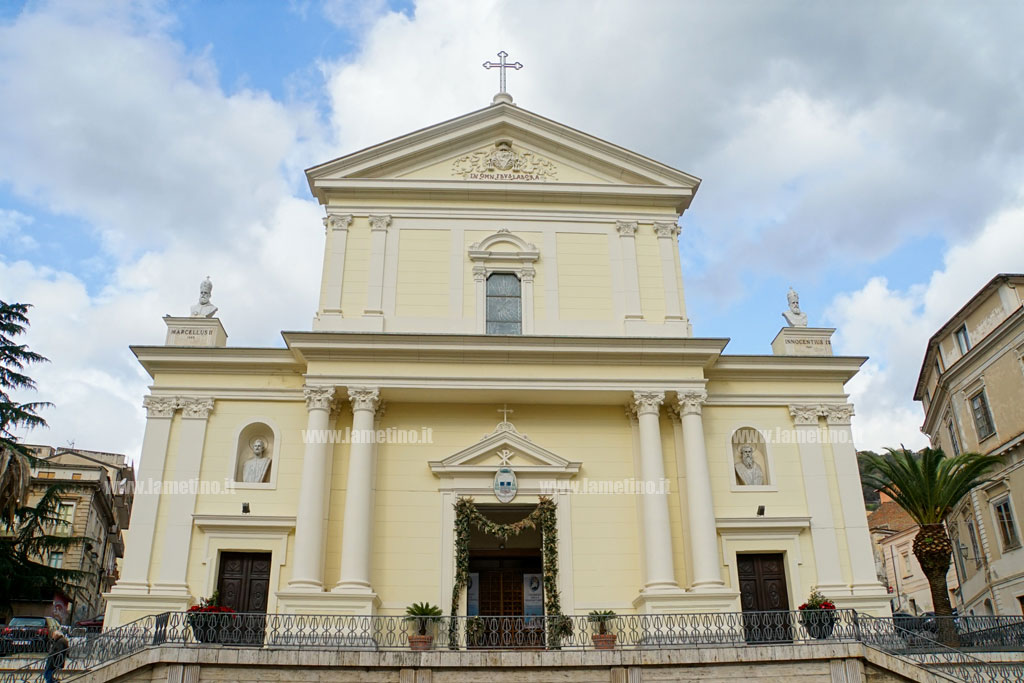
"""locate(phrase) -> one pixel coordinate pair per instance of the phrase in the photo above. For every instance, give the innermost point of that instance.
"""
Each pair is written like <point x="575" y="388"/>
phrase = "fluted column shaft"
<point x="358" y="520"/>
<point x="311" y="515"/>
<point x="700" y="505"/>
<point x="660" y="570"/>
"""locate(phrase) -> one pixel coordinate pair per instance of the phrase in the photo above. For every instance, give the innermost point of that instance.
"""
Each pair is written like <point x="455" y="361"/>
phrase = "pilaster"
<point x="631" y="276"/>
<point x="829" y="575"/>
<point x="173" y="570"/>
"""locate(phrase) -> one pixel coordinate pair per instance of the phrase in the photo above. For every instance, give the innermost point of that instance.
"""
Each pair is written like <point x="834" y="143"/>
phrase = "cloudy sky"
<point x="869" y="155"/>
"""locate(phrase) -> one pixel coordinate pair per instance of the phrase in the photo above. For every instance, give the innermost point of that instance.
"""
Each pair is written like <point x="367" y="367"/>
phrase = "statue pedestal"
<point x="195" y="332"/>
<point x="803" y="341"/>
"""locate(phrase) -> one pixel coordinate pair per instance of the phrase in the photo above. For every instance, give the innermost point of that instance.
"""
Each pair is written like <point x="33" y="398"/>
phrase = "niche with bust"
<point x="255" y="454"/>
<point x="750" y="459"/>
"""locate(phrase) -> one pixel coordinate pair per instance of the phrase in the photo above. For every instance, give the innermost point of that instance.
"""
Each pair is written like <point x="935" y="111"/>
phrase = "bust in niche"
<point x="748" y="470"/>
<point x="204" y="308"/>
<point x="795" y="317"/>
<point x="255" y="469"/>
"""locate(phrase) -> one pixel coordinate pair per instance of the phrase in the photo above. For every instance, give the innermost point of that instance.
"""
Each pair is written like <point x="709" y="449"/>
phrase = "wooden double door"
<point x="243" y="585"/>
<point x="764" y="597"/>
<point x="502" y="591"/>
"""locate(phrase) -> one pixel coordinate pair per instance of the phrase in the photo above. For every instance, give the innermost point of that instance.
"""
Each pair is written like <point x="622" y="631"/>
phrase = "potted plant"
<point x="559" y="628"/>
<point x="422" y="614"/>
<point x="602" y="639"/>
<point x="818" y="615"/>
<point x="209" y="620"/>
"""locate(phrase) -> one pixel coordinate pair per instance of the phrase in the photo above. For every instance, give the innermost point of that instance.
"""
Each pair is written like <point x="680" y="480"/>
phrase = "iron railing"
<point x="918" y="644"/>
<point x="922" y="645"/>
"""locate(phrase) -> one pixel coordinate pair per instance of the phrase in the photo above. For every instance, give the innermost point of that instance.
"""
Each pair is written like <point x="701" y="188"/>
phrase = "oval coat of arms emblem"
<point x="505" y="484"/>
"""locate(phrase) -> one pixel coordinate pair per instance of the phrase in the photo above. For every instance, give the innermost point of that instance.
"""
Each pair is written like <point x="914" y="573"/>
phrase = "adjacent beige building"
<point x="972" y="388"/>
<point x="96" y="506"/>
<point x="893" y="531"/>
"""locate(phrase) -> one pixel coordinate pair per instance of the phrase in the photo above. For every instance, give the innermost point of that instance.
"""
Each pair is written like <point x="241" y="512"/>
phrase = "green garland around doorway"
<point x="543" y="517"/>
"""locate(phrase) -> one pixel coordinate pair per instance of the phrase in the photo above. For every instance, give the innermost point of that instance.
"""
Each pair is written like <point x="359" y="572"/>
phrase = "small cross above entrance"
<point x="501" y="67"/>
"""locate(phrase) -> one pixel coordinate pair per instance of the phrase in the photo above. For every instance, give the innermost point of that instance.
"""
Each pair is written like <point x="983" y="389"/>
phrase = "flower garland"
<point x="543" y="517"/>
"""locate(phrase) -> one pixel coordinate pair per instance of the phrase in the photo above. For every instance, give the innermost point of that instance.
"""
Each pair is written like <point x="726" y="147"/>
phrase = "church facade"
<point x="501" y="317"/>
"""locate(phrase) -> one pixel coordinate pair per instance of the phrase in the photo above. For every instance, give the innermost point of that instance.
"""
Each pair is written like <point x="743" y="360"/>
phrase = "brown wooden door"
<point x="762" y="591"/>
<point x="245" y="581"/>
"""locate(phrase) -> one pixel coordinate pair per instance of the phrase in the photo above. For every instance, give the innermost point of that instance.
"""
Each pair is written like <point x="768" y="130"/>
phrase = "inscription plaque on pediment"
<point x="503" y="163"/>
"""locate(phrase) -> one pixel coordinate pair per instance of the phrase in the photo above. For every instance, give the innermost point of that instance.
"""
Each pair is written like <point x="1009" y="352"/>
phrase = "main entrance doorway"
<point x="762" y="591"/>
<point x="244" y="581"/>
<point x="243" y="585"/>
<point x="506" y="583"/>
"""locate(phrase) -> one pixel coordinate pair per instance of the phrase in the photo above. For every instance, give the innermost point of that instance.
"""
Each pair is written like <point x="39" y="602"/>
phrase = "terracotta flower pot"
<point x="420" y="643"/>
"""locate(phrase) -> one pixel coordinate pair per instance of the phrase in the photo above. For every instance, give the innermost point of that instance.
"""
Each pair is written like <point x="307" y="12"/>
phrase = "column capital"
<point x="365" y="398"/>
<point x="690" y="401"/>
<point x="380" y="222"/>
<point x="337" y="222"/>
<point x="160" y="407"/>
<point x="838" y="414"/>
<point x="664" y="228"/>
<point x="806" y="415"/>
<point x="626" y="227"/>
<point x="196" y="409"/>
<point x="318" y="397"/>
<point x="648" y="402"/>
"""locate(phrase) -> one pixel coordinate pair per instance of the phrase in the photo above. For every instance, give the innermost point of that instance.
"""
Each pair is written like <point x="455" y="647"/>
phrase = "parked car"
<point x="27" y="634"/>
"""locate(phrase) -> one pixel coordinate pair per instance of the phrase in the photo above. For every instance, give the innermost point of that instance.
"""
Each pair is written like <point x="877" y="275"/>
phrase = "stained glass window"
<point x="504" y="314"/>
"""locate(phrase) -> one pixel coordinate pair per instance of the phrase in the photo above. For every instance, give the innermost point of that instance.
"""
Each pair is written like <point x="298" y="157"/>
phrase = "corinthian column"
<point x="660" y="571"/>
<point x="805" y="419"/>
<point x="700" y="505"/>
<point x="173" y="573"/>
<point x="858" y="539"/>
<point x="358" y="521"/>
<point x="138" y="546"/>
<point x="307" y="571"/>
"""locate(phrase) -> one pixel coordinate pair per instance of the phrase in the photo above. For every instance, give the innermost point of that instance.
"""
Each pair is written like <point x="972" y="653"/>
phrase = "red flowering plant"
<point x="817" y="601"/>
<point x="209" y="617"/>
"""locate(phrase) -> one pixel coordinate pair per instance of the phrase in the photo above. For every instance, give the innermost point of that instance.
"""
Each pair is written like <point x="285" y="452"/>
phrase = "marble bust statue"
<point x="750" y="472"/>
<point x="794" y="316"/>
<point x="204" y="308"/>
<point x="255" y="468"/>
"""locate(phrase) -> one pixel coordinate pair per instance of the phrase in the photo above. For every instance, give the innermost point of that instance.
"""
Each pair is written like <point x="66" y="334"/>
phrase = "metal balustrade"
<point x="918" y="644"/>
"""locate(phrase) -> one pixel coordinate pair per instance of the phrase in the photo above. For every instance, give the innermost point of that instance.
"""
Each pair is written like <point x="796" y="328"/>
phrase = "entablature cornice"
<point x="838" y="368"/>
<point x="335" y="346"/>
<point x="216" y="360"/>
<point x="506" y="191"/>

◆ **Instructions for the task**:
Leave out the pictures and output every record above precisely as given.

◆ **Expected output**:
"""locate(phrase) -> one pixel coordinate pair per instance of the phrase in the photo above. For every instance, give the innermost point of that instance.
"""
Each pair is written like <point x="575" y="388"/>
phrase = "fluted column shaft"
<point x="358" y="520"/>
<point x="311" y="515"/>
<point x="700" y="505"/>
<point x="660" y="570"/>
"""locate(phrase) -> one pixel coordinate pair per instance of the phrase in the photo above. For every instance, give the innermost point of that instance.
"""
Each pair is written like <point x="455" y="361"/>
phrase = "pilaster"
<point x="631" y="276"/>
<point x="829" y="575"/>
<point x="173" y="570"/>
"""locate(phrase) -> one pixel coordinate pair per instance of the phrase in the photo above. For every instance, give the innermost point of that instance.
"""
Each pair is written like <point x="834" y="143"/>
phrase = "cloudy sky"
<point x="869" y="155"/>
"""locate(phrase) -> one pixel coordinate pair per instance of the phrase in the photo above. For every instance, give the innermost point of that instance.
"""
Each pair is written like <point x="367" y="367"/>
phrase = "statue pedestal"
<point x="195" y="332"/>
<point x="803" y="341"/>
"""locate(phrase) -> one pixel coordinate pair per instance of the phrase in the photo above. For every instance, give the innermost point of that instance.
"""
Each pair is written like <point x="33" y="398"/>
phrase = "niche with bust"
<point x="255" y="454"/>
<point x="750" y="459"/>
"""locate(phrase) -> one pixel coordinate pair per instance of the phrase in the photo above. For every instance, give the innermost point of that instance.
"""
Each pair is written like <point x="935" y="111"/>
phrase = "bust in niche"
<point x="748" y="470"/>
<point x="204" y="308"/>
<point x="795" y="317"/>
<point x="255" y="469"/>
"""locate(phrase) -> one pixel coordinate pair per instance of the phrase in the photo above. For every instance, give the innermost point of that instance.
"""
Each pair is written like <point x="709" y="449"/>
phrase = "wooden double door"
<point x="243" y="585"/>
<point x="764" y="597"/>
<point x="502" y="591"/>
"""locate(phrase) -> one pixel coordinate pair per instance of the phrase in the photo above. For every instance, give the innermost point of that instance.
"""
Each pair is written like <point x="622" y="631"/>
phrase = "potted plant"
<point x="559" y="628"/>
<point x="422" y="614"/>
<point x="602" y="639"/>
<point x="818" y="615"/>
<point x="209" y="620"/>
"""locate(phrase) -> one pixel coordinate pair per instance of the phrase in the photo above. For every instance, give the innermost point of that instance.
"""
Each pair is written like <point x="680" y="480"/>
phrase = "iron railing"
<point x="918" y="644"/>
<point x="922" y="645"/>
"""locate(phrase) -> one pixel coordinate pair per instance of the phrase in the photo above. For every instance, give the innermost point of that instance.
"""
Each pair is written like <point x="701" y="188"/>
phrase = "oval coat of arms emblem"
<point x="505" y="484"/>
"""locate(phrase) -> one pixel coordinate pair per instance of the phrase in the photo above. For every instance, give the innermost point of that instance.
"""
Each pair is written like <point x="914" y="573"/>
phrase = "adjacent beige building"
<point x="972" y="388"/>
<point x="96" y="506"/>
<point x="893" y="531"/>
"""locate(phrase) -> one pixel coordinate pair per instance of the phrase in the photo above. For every instance, give the innermost point of that instance.
"""
Each pair is written like <point x="241" y="512"/>
phrase = "green garland around doorway"
<point x="543" y="517"/>
"""locate(phrase) -> one pixel coordinate pair per instance of the phrase in the photo above. For every instance, give the innermost point of that instance.
"""
Each pair is written like <point x="359" y="572"/>
phrase = "small cross above entrance"
<point x="501" y="67"/>
"""locate(phrase) -> one pixel coordinate pair per instance of the phrase in the photo above. For every instance, give the innermost point of that instance.
"""
Each pair is written like <point x="983" y="389"/>
phrase = "flower garland"
<point x="543" y="517"/>
"""locate(phrase) -> one pixel coordinate pair per instance of the phrase in the photo above. For every instance, give the innermost point of that instance.
"""
Each pair is written like <point x="726" y="147"/>
phrase = "church facade"
<point x="501" y="317"/>
"""locate(phrase) -> one pixel coordinate pair per instance of the phrase in the photo above. For every instance, give the innermost point of that instance.
"""
Each pair is written like <point x="743" y="360"/>
phrase = "brown wooden door"
<point x="762" y="591"/>
<point x="245" y="581"/>
"""locate(phrase) -> one pixel coordinate pair per instance of the phrase in the photo above. For every instance, give the innermost point of that instance.
"""
Each pair is written like <point x="768" y="130"/>
phrase = "inscription plaque on pediment"
<point x="503" y="163"/>
"""locate(phrase) -> one pixel coordinate pair per instance of the phrase in the photo above. For every instance, give the innermost point of that instance.
"""
Each pair is written like <point x="1009" y="352"/>
phrase = "main entrance doorway"
<point x="762" y="591"/>
<point x="244" y="581"/>
<point x="243" y="585"/>
<point x="506" y="583"/>
"""locate(phrase) -> one pixel coordinate pair per instance of the phrase in the photo above. For every instance, give the innermost point of that instance.
"""
Each pair is written like <point x="39" y="602"/>
phrase = "terracotta flower pot"
<point x="420" y="643"/>
"""locate(phrase) -> one pixel coordinate pair per instance of the phrase in the photo above. For every instance, give the innermost point of that instance.
"""
Each pair is written like <point x="307" y="12"/>
phrase = "column capital"
<point x="365" y="398"/>
<point x="690" y="401"/>
<point x="380" y="222"/>
<point x="337" y="222"/>
<point x="160" y="407"/>
<point x="838" y="414"/>
<point x="664" y="228"/>
<point x="806" y="415"/>
<point x="626" y="227"/>
<point x="196" y="409"/>
<point x="318" y="397"/>
<point x="648" y="402"/>
"""locate(phrase) -> one pixel coordinate pair per instance of the phrase in the photo above. For every instance, give the innermost point of that instance.
"""
Each pair is written like <point x="455" y="647"/>
phrase = "parked car"
<point x="27" y="634"/>
"""locate(phrase) -> one pixel coordinate pair per instance of the phrase in the photo above. For every instance, give the innermost point of that instance.
"""
Each pair is written like <point x="877" y="275"/>
phrase = "stained glass window"
<point x="504" y="314"/>
"""locate(phrase) -> one pixel coordinate pair per instance of the phrase in the photo above. For every instance, give the innermost point of that instance.
"""
Each pair is written like <point x="298" y="157"/>
phrase = "corinthian column"
<point x="660" y="571"/>
<point x="805" y="419"/>
<point x="700" y="505"/>
<point x="173" y="573"/>
<point x="858" y="539"/>
<point x="358" y="521"/>
<point x="138" y="546"/>
<point x="307" y="571"/>
"""locate(phrase) -> one pixel coordinate pair per instance of the phrase in the photo above. For every instance, give the innermost point of that instance.
"""
Each pair is written like <point x="972" y="653"/>
phrase = "red flowering plant"
<point x="817" y="601"/>
<point x="209" y="617"/>
"""locate(phrase) -> one pixel coordinate pair per instance of the phrase in the photo above. For every instance, give the innermost point of that instance.
"""
Each pair is written like <point x="285" y="452"/>
phrase = "marble bust statue"
<point x="750" y="472"/>
<point x="794" y="316"/>
<point x="204" y="308"/>
<point x="255" y="468"/>
"""locate(phrase) -> one pixel coordinate pair per instance of the phrase in the photo above. For every instance, give the innermost point of that instance.
"""
Each pair is written like <point x="66" y="334"/>
phrase = "metal balustrade"
<point x="918" y="644"/>
"""locate(phrase) -> one pixel coordinate pair per instance of the phrase in the photo above. For every instance, give the innermost point of that instance.
"""
Each pair is written like <point x="796" y="328"/>
phrase = "entablature cornice"
<point x="838" y="368"/>
<point x="335" y="346"/>
<point x="216" y="360"/>
<point x="506" y="191"/>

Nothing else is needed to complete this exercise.